§ **Extrait du texte**:
Jeux sérieux

« L’essai : la notion semble aussi datée que les “temps modernes”, son heure de gloire littéraire paraît lointaine. Elle trouve pourtant aujourd’hui une nouvelle pertinence dans le domaine de l’image en mouvement. Cinéma et art contemporains sont engagés depuis une vingtaine d’années dans des rapports d’influence et de friction qui ont fait émerger un territoire commun à l’identité floue et, sans doute pour cela même, d’une indéniable fécondité quant aux formes et procédés qui s’y expérimentent. L’énergie transgressive qui anime ce territoire n’est autre que celle de l’essai – qui malmène les hiérarchies et traverse les frontières. Une énergie critique pour temps de crise, qui croit à la vie des formes et brave les oppositions entre théorie et pratique, fiction et documentaire. »

§ **Exercices à réaliser**:
[1] Répondez aux questions suivantes à partir du passage sur l'essai.
(a) Dans quel domaine la notion d'essai trouve-t-elle aujourd'hui une nouvelle pertinence ?
(b) Depuis combien de temps cinéma et art contemporains sont-ils engagés dans des rapports d'influence et de friction ?
(c) Quelles oppositions l'énergie critique de l'essai brave-t-elle ?
[2] Poursuivez le passage sur l'essai en reprenant après sa dernière phrase.

§ **Ensemble d'entrées**:
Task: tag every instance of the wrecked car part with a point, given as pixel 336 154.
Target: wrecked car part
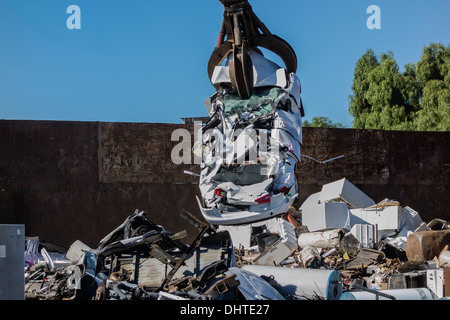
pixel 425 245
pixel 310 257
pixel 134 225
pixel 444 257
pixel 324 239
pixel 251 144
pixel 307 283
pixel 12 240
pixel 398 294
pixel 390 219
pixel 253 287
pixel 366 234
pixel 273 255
...
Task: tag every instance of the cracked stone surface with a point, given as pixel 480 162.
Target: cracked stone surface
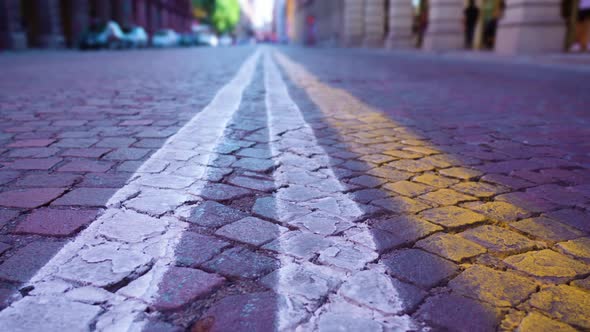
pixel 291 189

§ **Réponses**:
[1]
(a) Dans le domaine de l'image en mouvement.
(b) Depuis une vingtaine d'années.
(c) Les oppositions entre théorie et pratique, fiction et documentaire.

[2]
Filmexplorer a saisi avec joie l’occasion offerte par la présentation de cet ouvrage à la Cinémathèque suisse de Lausanne (accompagnée par une séance de courts métrages) pour rencontrer et promouvoir un travail dans lequel il se reconnaît pleinement : l’essai, par définition expérimental et explorateur, a trouvé avec « Jeux sérieux » la forme finale d’un livre qui est le résultat d’un processus d’échanges multimédia.
Nous reproposons ici un extrait d’un des plus beaux films en programme à la séance de courts métrages à la Cinémathèque : « Les saisons » (1972) de Artavazd Pelechian.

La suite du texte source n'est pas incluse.